DATA Block Start

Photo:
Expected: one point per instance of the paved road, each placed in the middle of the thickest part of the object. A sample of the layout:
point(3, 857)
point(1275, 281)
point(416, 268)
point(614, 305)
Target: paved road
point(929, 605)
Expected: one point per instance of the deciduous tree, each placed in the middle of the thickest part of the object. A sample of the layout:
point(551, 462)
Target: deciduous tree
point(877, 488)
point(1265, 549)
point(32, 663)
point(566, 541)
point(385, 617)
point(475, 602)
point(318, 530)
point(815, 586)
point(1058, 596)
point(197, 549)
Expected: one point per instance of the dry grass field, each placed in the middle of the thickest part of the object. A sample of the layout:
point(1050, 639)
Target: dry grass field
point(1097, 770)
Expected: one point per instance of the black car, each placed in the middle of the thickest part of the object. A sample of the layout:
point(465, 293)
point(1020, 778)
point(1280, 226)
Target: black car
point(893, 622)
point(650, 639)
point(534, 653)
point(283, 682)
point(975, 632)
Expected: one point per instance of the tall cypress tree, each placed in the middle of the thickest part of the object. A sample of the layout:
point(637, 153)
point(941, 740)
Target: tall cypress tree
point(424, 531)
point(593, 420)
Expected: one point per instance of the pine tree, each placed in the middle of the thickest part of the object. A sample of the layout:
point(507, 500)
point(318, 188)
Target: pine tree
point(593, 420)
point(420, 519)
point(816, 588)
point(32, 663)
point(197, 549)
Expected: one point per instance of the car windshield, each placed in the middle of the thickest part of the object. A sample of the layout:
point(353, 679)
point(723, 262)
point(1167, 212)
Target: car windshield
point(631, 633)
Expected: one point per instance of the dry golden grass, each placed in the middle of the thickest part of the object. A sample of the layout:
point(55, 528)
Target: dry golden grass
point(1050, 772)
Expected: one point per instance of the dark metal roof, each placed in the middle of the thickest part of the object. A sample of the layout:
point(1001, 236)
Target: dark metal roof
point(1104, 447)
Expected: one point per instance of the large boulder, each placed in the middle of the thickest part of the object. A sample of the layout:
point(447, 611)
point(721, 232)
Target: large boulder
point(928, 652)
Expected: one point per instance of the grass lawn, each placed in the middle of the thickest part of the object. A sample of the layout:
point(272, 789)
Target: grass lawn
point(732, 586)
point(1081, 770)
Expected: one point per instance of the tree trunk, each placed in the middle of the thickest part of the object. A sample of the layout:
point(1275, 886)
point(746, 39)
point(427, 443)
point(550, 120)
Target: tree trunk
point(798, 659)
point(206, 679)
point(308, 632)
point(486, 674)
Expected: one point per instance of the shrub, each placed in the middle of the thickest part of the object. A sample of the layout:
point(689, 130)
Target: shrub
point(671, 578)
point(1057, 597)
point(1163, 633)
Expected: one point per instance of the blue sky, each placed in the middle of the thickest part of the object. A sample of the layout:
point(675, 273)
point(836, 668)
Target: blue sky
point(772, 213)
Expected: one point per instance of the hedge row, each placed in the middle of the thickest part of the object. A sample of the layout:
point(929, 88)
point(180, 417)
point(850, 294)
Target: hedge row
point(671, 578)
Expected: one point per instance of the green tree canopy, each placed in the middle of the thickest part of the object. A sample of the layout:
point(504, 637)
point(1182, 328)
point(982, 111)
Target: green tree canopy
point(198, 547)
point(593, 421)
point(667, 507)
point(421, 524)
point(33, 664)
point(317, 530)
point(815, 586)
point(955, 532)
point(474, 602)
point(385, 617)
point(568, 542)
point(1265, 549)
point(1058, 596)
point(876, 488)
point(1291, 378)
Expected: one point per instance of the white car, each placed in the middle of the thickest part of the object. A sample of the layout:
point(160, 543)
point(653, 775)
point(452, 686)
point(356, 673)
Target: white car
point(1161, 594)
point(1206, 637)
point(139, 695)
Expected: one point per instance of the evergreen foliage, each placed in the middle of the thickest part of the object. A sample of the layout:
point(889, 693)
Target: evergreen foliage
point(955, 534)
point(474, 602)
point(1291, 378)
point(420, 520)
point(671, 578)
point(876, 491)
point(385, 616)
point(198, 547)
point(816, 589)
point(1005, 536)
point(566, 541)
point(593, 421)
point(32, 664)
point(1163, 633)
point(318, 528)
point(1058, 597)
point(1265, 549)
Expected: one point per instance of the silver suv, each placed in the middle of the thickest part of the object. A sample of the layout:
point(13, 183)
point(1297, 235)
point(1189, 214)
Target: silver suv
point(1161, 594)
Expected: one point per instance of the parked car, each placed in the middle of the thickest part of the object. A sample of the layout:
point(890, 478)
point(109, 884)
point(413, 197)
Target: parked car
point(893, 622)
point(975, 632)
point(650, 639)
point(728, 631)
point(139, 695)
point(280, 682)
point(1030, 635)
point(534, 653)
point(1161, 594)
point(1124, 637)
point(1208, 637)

DATA Block End

The reply must consist solely of the lines from the one containing "point(160, 543)" through the last line of the data, reproduced exactly.

- EXPECTED OUTPUT:
point(160, 543)
point(653, 775)
point(452, 686)
point(356, 673)
Target: white car
point(1161, 594)
point(1206, 637)
point(139, 695)
Expected: one point per instance of the evergreen foliage, each placed in the middle of the thickest part of the object. A sample of the layout:
point(889, 693)
Target: evergreen foliage
point(955, 534)
point(474, 602)
point(1291, 378)
point(420, 520)
point(671, 578)
point(876, 491)
point(385, 616)
point(198, 547)
point(816, 589)
point(1005, 536)
point(566, 541)
point(593, 421)
point(32, 664)
point(1163, 633)
point(318, 528)
point(1058, 597)
point(1265, 549)
Expected: one point per instance of the silver suv, each placed in the middle of the thickest part of the object. A sample of the layout:
point(13, 183)
point(1297, 235)
point(1189, 214)
Target: silver suv
point(1161, 594)
Expected: one point per instance of the parked car, each placed in the middle of the thickest part of the object. A sample of the layout:
point(890, 478)
point(109, 884)
point(413, 197)
Target: parked car
point(893, 622)
point(975, 632)
point(650, 639)
point(728, 631)
point(139, 695)
point(280, 682)
point(1030, 635)
point(534, 653)
point(1161, 594)
point(1124, 637)
point(1208, 637)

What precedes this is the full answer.